◆ Exercise aim: Reproduce the stretch of the court judgment excerpt from "About seven months" through "both the cases.", word for word.

◆ Excerpt to read:
About seven months after the presentation of the petitioner's application, on behalf of the State Government an application under Article 226 of the Constitution has been filed challenging the revisional direction of the Central Government made on 5th June, 1971 and asking for quashing thereof. The said writ application has been registered as O.J.C. No. 460 of 1977. The position, therefore, is, while petitioner of O.J.C. No. 1240 of 1976 wants implementation of the Central Government's direction, the State of Orissa who is petitioner in the connected matter, has asked for quashing of the revisional direction itself. Since both the cases involve common questions of fact and law at the instance of the counsel for parties both the applications were heard at a time and this common judgment shall cover both the cases.

◆ Data listing:
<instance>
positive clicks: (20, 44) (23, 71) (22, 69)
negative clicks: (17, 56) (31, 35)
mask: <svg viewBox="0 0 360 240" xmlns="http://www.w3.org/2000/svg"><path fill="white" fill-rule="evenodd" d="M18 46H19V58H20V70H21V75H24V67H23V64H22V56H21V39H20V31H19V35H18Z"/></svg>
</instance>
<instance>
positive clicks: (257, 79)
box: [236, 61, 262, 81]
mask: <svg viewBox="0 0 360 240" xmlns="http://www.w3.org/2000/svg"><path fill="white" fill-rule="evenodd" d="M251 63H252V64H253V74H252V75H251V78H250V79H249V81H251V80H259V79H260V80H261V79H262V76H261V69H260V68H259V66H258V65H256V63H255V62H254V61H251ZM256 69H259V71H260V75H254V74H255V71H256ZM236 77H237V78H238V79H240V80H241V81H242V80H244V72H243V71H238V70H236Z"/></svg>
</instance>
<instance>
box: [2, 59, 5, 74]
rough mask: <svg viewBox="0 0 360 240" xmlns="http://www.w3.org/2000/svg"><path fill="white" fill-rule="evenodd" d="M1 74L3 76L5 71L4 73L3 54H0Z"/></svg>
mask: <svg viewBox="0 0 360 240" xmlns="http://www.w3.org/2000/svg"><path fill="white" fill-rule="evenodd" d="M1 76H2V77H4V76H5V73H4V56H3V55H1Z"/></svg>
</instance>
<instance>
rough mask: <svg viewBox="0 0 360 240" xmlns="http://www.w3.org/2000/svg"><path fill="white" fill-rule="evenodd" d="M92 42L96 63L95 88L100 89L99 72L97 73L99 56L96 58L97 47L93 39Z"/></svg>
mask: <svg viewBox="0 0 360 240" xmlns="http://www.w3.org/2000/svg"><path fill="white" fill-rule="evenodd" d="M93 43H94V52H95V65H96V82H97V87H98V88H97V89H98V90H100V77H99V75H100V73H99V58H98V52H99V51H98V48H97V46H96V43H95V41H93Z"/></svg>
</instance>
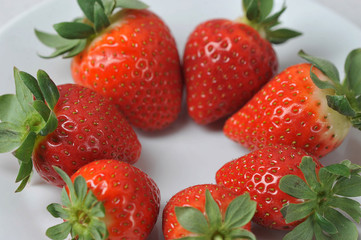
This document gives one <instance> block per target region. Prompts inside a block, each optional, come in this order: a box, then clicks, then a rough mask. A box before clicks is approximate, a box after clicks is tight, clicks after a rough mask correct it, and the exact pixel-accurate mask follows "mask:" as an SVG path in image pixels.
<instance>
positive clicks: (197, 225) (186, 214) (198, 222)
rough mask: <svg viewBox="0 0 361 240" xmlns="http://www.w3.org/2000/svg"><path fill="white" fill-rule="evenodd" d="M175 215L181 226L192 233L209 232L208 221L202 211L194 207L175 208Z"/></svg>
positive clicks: (178, 207)
mask: <svg viewBox="0 0 361 240" xmlns="http://www.w3.org/2000/svg"><path fill="white" fill-rule="evenodd" d="M175 214H176V217H177V220H178V222H179V223H180V225H181V226H182V227H183V228H185V229H187V230H188V231H190V232H192V233H200V234H205V233H207V232H208V223H207V219H206V218H205V216H204V215H203V213H202V212H201V211H199V210H198V209H196V208H193V207H175Z"/></svg>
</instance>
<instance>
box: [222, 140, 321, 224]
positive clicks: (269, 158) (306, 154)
mask: <svg viewBox="0 0 361 240" xmlns="http://www.w3.org/2000/svg"><path fill="white" fill-rule="evenodd" d="M307 155H308V154H307V152H306V151H304V150H302V149H296V148H294V147H289V146H277V145H275V146H271V147H265V148H264V149H259V150H256V151H254V152H251V153H249V154H247V155H245V156H243V157H240V158H238V159H235V160H233V161H231V162H228V163H226V164H225V165H224V166H223V167H221V168H220V169H219V170H218V171H217V173H216V182H217V184H219V185H223V186H225V187H227V188H229V189H231V190H232V191H233V192H234V193H236V194H243V193H246V192H248V193H249V194H250V196H251V197H252V199H253V200H254V201H256V202H257V211H256V214H255V215H254V217H253V221H254V222H256V223H258V224H260V225H263V226H266V227H268V228H273V229H280V230H284V229H292V228H294V227H295V225H296V224H297V223H290V224H286V223H285V220H284V218H283V215H282V213H281V211H280V210H281V208H282V207H283V205H284V204H287V203H296V202H297V199H296V198H294V197H290V196H288V194H286V193H284V192H282V191H280V189H279V187H278V183H279V181H280V179H281V178H282V177H283V176H285V175H288V174H294V175H297V176H299V177H301V178H303V175H302V172H301V170H300V169H299V167H298V165H299V164H300V163H301V160H302V158H303V157H304V156H307ZM314 161H315V163H316V166H317V169H319V168H320V167H321V164H320V163H319V162H318V161H317V160H316V159H314ZM303 179H304V178H303Z"/></svg>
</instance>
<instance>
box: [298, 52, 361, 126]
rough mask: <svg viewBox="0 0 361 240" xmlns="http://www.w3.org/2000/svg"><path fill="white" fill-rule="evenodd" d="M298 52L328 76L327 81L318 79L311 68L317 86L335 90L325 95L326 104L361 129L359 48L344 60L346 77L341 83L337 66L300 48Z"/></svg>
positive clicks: (314, 82) (306, 59) (326, 60)
mask: <svg viewBox="0 0 361 240" xmlns="http://www.w3.org/2000/svg"><path fill="white" fill-rule="evenodd" d="M298 54H299V56H300V57H302V58H303V59H305V60H307V61H308V62H310V63H311V64H312V66H315V67H317V68H318V69H319V70H321V71H322V72H323V73H324V74H325V75H326V76H327V77H328V78H329V81H323V80H320V79H319V78H318V77H317V76H316V74H314V73H313V72H312V68H311V71H310V76H311V78H312V81H313V82H314V84H315V85H316V86H317V87H318V88H320V89H334V90H335V94H334V95H327V96H326V98H327V103H328V106H329V107H330V108H332V109H334V110H336V111H337V112H339V113H340V114H342V115H344V116H346V117H347V118H348V119H349V120H350V122H351V123H352V125H353V126H354V127H355V128H357V129H359V130H361V98H360V96H361V87H360V86H361V84H360V80H361V79H360V69H361V48H358V49H354V50H352V51H351V52H350V53H349V54H348V56H347V58H346V61H345V72H346V78H345V80H344V82H343V83H341V81H340V77H339V72H338V70H337V68H336V67H335V66H334V64H332V63H331V62H329V61H327V60H324V59H321V58H317V57H313V56H311V55H308V54H306V53H305V52H304V51H302V50H300V51H299V53H298Z"/></svg>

◆ Solved problem:
About seven months after the presentation of the petitioner's application, on behalf of the State Government an application under Article 226 of the Constitution has been filed challenging the revisional direction of the Central Government made on 5th June, 1971 and asking for quashing thereof. The said writ application has been registered as O.J.C. No. 460 of 1977. The position, therefore, is, while petitioner of O.J.C. No. 1240 of 1976 wants implementation of the Central Government's direction, the State of Orissa who is petitioner in the connected matter, has asked for quashing of the revisional direction itself. Since both the cases involve common questions of fact and law at the instance of the counsel for parties both the applications were heard at a time and this common judgment shall cover both the cases.